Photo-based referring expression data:

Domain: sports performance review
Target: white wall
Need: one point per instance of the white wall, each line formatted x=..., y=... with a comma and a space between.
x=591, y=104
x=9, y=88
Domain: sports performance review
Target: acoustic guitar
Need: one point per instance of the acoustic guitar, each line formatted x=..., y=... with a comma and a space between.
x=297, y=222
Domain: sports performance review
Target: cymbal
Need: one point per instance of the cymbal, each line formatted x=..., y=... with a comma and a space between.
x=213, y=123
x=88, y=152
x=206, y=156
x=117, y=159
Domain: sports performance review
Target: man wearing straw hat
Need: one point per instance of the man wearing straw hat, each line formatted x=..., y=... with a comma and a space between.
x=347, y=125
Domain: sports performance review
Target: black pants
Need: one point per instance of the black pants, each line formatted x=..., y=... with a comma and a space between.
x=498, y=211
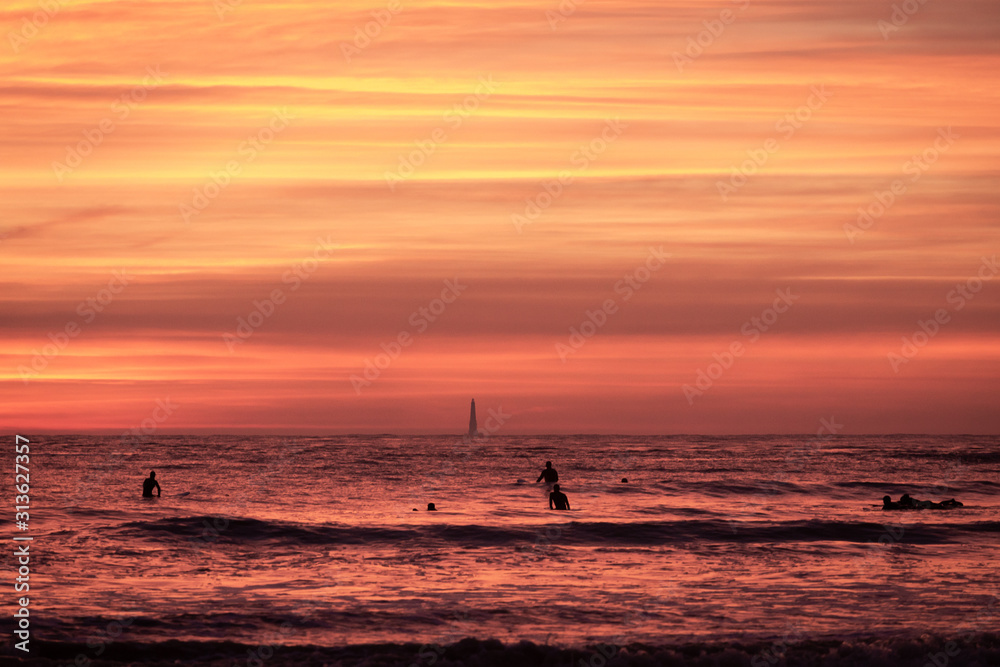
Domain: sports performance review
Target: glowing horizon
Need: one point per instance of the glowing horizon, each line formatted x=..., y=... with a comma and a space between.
x=538, y=154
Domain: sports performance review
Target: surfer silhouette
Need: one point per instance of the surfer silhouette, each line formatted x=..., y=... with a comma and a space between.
x=549, y=474
x=558, y=498
x=148, y=484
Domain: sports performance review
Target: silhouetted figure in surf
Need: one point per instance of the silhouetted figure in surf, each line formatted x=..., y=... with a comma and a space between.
x=558, y=498
x=149, y=484
x=549, y=474
x=908, y=503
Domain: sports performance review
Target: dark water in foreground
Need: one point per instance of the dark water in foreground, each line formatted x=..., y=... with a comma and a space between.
x=307, y=551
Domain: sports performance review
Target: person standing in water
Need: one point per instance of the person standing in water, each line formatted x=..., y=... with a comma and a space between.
x=558, y=498
x=148, y=484
x=549, y=474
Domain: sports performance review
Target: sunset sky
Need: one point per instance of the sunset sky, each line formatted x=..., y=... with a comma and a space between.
x=357, y=176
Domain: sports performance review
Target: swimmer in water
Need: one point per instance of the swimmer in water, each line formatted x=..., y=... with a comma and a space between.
x=558, y=498
x=549, y=474
x=148, y=484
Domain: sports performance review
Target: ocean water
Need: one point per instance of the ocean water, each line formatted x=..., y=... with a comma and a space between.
x=267, y=550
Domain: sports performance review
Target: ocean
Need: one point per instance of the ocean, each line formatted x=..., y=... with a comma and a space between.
x=742, y=550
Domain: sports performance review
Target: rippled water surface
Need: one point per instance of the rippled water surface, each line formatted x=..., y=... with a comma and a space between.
x=314, y=540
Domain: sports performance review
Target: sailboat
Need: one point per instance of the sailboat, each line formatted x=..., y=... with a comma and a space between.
x=473, y=429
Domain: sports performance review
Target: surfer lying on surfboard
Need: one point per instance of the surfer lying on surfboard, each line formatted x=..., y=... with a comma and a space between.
x=908, y=503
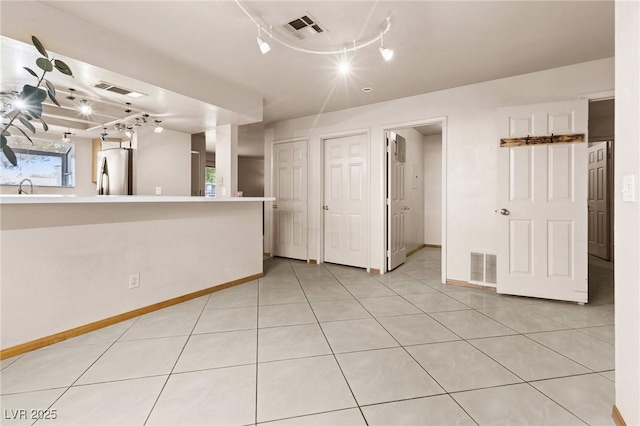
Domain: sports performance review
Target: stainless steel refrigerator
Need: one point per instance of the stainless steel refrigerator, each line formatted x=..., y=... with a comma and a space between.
x=115, y=172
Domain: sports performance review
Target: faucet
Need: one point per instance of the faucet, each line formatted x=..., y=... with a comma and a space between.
x=22, y=191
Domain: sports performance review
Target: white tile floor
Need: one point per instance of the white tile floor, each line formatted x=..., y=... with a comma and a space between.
x=332, y=345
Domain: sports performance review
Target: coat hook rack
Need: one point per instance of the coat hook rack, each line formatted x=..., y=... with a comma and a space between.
x=543, y=140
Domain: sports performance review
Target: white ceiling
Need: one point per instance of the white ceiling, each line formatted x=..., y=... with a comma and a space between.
x=437, y=44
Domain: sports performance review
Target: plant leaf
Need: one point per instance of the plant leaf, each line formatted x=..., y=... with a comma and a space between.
x=11, y=156
x=32, y=72
x=26, y=123
x=62, y=67
x=50, y=86
x=53, y=97
x=39, y=46
x=44, y=64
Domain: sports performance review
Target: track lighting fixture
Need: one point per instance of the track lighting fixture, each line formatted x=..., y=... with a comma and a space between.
x=264, y=46
x=85, y=108
x=357, y=44
x=65, y=137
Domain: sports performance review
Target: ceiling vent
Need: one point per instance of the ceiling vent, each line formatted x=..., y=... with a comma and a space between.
x=119, y=90
x=304, y=27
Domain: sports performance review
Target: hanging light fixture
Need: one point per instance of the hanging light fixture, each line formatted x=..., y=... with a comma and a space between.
x=264, y=46
x=386, y=53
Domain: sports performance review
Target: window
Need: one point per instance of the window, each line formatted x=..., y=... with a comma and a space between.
x=210, y=182
x=44, y=163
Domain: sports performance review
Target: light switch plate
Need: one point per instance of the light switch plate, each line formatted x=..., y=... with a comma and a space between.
x=629, y=188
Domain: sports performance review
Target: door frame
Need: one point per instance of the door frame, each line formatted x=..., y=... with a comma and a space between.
x=270, y=215
x=410, y=124
x=323, y=138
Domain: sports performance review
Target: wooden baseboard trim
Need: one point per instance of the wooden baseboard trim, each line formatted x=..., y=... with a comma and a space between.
x=470, y=285
x=617, y=417
x=74, y=332
x=415, y=250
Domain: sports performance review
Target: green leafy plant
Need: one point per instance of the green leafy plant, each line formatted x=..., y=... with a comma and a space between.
x=26, y=106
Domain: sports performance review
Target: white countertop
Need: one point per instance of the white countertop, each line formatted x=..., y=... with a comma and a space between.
x=60, y=199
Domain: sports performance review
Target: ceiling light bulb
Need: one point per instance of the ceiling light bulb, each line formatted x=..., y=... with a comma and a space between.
x=85, y=109
x=264, y=46
x=386, y=53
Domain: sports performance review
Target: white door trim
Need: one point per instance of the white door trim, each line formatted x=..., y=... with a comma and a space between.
x=273, y=189
x=416, y=123
x=323, y=138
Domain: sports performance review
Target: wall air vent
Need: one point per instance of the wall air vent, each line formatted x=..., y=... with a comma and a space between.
x=482, y=268
x=117, y=89
x=304, y=27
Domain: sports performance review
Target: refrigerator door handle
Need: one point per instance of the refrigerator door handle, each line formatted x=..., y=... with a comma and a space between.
x=103, y=178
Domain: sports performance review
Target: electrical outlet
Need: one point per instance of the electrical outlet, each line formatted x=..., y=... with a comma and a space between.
x=134, y=281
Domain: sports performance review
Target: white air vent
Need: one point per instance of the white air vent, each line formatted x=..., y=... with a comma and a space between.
x=117, y=89
x=304, y=27
x=482, y=268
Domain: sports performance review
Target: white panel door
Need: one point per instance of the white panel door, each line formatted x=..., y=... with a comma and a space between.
x=290, y=207
x=396, y=205
x=542, y=201
x=346, y=200
x=598, y=202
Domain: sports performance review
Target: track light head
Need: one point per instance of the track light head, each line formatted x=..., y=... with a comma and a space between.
x=386, y=53
x=263, y=45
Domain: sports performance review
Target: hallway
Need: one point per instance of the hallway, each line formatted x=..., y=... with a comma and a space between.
x=332, y=345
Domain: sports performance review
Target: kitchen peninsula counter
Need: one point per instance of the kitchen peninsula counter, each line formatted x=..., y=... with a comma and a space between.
x=67, y=261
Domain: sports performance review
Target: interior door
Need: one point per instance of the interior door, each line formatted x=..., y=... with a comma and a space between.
x=598, y=201
x=290, y=206
x=396, y=206
x=542, y=201
x=346, y=199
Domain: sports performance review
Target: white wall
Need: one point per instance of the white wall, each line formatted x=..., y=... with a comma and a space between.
x=433, y=190
x=162, y=160
x=472, y=143
x=627, y=215
x=413, y=189
x=68, y=265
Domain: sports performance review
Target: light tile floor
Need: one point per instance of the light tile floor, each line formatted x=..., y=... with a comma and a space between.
x=332, y=345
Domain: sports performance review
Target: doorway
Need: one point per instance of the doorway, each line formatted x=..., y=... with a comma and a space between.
x=424, y=189
x=601, y=200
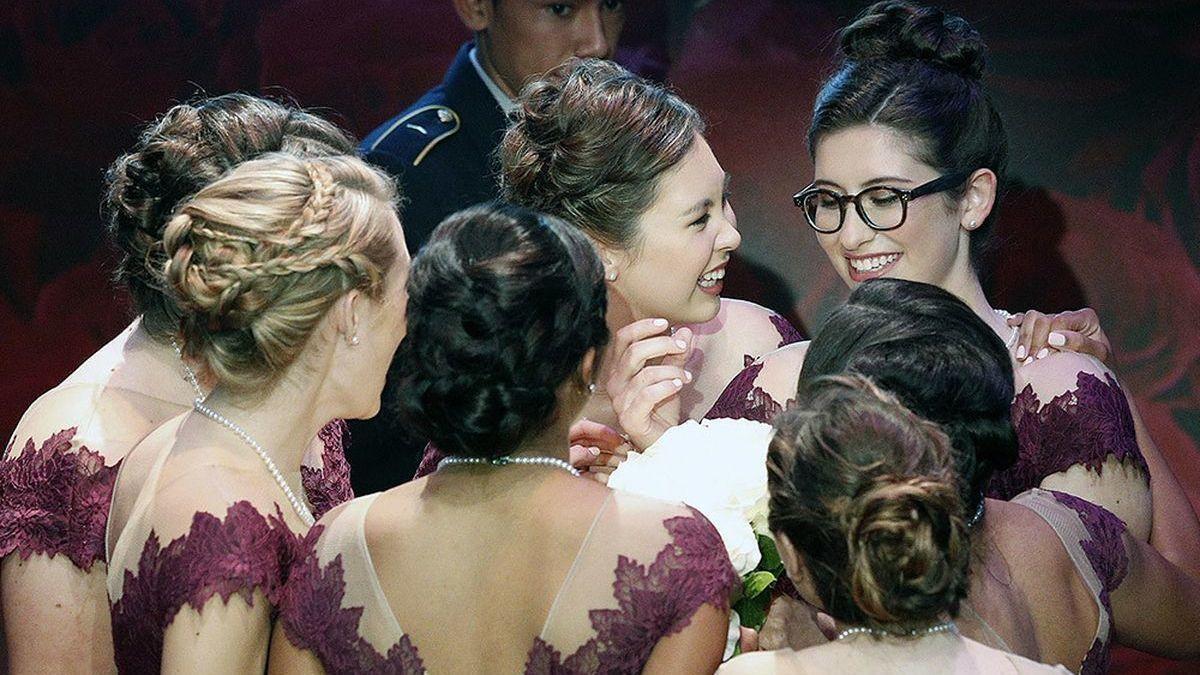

Problem statement:
All lines above between those holding "Need: one point per instance of the person" and "Target: surfer lying on surfboard", inclusive, must be set down unchanged, and no other line may be included.

Written reply:
Need: one point per instance of the person standing in water, each line formatted x=..., y=... with a comma and a space between.
x=558, y=498
x=148, y=484
x=549, y=474
Domain: sports performance review
Target: sunset sky
Need: one point per instance of the sunset sky, each line formatted x=..., y=... with a comma and a space between.
x=357, y=176
Domain: sports performance review
Target: swimmer in water
Need: one point per instance of the swimmer in water, each line formatted x=..., y=... with a comma and a space between.
x=558, y=498
x=549, y=474
x=148, y=484
Domain: sports performance review
Target: ocean water
Need: one point per instance of the ocean water, each line formatted x=..., y=... with a comma and a space between.
x=267, y=550
Domain: sports performance review
Target: ocean
Need: one point per instance of the ocean, each line formatted x=..., y=... with a comma and a space between.
x=742, y=550
Domain: sports performance review
Target: rippled water surface
Need: one point per instance of the rippled water surface, each line formatted x=..., y=... with a comma and a space between.
x=314, y=540
Domain: sports performance review
Target: sailboat
Need: one point per instance of the sailboat, each line formatted x=..., y=... with a comma and a space between.
x=473, y=429
Domain: sports performance review
Target: surfer lying on surfboard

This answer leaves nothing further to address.